To-do list —
1. In the NFS read passage, how large a buffer does the read request ask for when the client and server use NFS Version 3?
2. Please carry the NFS read passage forward from its last sentence.
--- Begin Passage ---
It is possible to put the NFS client and server code entirely in user processes. Unfortunately,
making system calls is relatively expensive in terms of operating system overhead, and
moving data to and from user space is also a drain on the system. Implementing NFS code
outside the kernel, at the user level, would require every NFS RPC to go through a very
convoluted sequence of kernel and user process transitions, moving data into and out of the
kernel whenever it was received or sent by a machine.
The kernel implementation of the NFS RPC client and server code eliminates most copying
except for the final move of data from the client's kernel back to the user process requesting it,
and it eliminates extra transitions out of and into the kernel. To see how the NFS daemons,
buffer (or page) cache, and system calls fit together, we'll trace a read( ) system call through
the client and server kernels:
• A user process calls read( ) on an NFS mounted file. The process has no way of
determining where the file is, since its only pointer to the file is a Unix file descriptor.
Managing NFS and NIS
122

The VFS maps the file descriptor to a vnode and calls the read operation for the vnode
type. Since the VFS type is NFS, the system call invokes the NFS client read routine.
In the process of mapping the type to NFS, the file descriptor is also mapped into a
filehandle for use by NFS. Locally, the client has a virtual node (vnode) that locates
this file in its filesystem. The vnode contains a pointer to more specific filesystem
information: for a local file, it points to an inode, and for an NFS file, it points to a
structure containing an NFS filehandle.
• The client read routine checks the local buffer (or page) cache for the data. If it is
present, the data is returned right away. It's possible that the data requested in this
operation was loaded into the cache by a previous NFS read operation. To make the
example interesting, we'll assume that the requested data is not in the client's cache.
• The client process performs an NFS read RPC. If the client and server are using NFS

Version 3, the read request asks for a complete 32 kilobyte NFS buffer (otherwise it
will ask for an 8 kilobyte buffer). The client process goes to sleep waiting for the RPC
request to complete. Note that the client process itself makes the RPC, not the async
thread: the client can't continue execution until the data is returned, so there is nothing
gained by having another process perform its RPC. However, the operating system
will schedule async threads to perform read-ahead for this process, getting the next
buffer from the remote file.
• The server receives the RPC packet and schedules a kernel server thread to handle it.
The server thread picks up the packet, determines the RPC call to be made, and
initiates the disk operation. All of these are kernel functions, so the server thread never
leaves the kernel. The server thread that was scheduled goes to sleep waiting for the
disk read to complete, and when it does, the kernel schedules it again to send the data
and RPC acknowledgment back to the client.
--- End Passage ---
--- Begin Data lines ---
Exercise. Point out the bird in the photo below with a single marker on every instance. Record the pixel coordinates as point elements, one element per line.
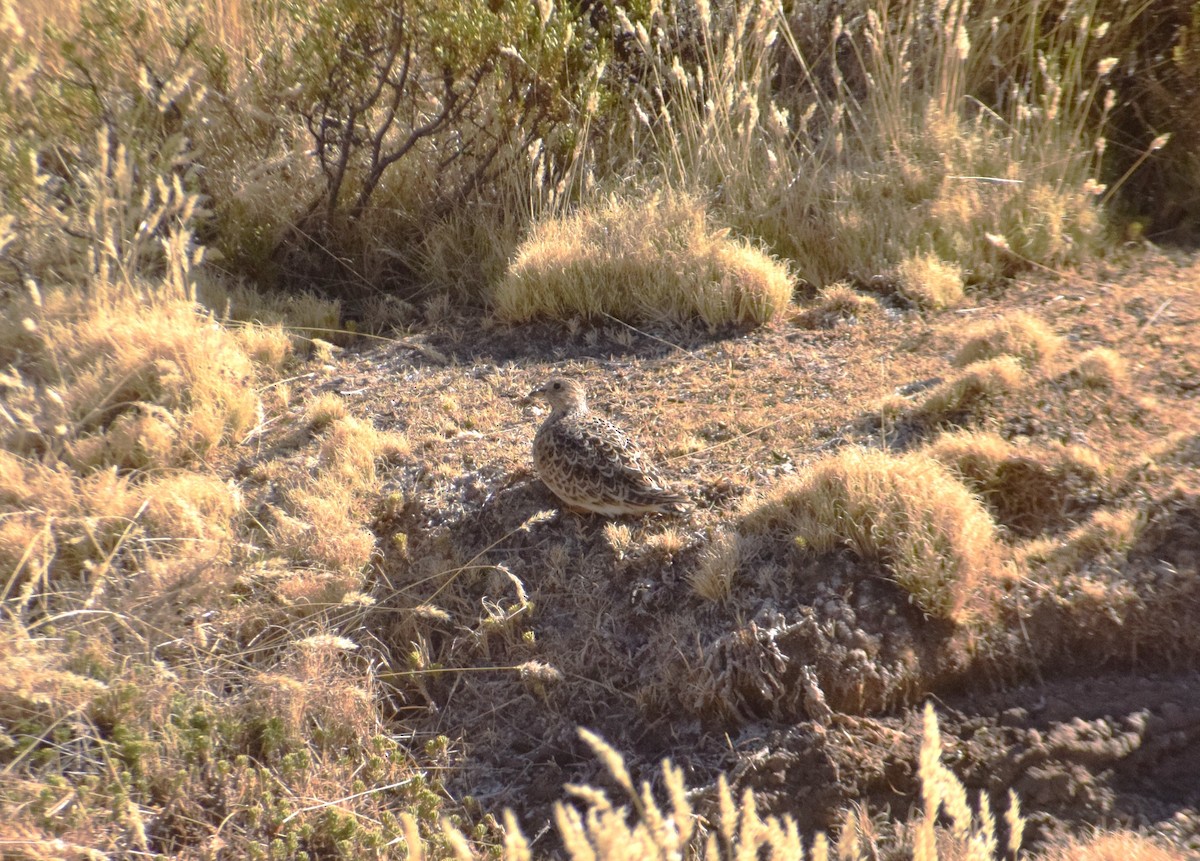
<point>592,464</point>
--- End Data lines ---
Outputs in order —
1. A complete 32-kilobyte NFS buffer.

2.
• The reading process on the client wakes up, and takes its data out of the buffer
returned by the NFS read RPC request. The data is left in the buffer cache so that
future read operations do not have to go over the network. The process's read( )
system call returns, and the process continues execution. At the same time, the read-
ahead RPC requests sent by the async threads are pre-fetching additional buffers of the
file. If the process is reading the file sequentially, it will be able to perform many
read( ) system calls before it looks for data that is not in the buffer cache.
Obviously, changing the numbers of async threads and server threads, and the NFS buffer
sizes impacts the behavior of the read-ahead (and write-behind) algorithms. Effects of varying
the number of daemons and the NFS buffer sizes will be explored as part of the performance
discussion in Chapter 17.
7.4 Caching
Caching involves keeping frequently used data "close" to where it is needed, or preloading
data in anticipation of future operations. Data read from disks may be cached until a
subsequent write makes it invalid, and data written to disk is usually cached so that many
consecutive changes to the same file may be written out in a single operation. In NFS, data
caching means not having to send an RPC request over the network to a server: the data is

cached on the NFS client and can be read out of local memory instead of from a remote disk.
Depending upon the filesystem structure and usage, some cache schemes may be prohibited
for certain operations to guarantee data integrity or consistency with multiple processes
reading or writing the same file. Cache policies in NFS ensure that performance is acceptable
while also preventing the introduction of state into the client-server relationship.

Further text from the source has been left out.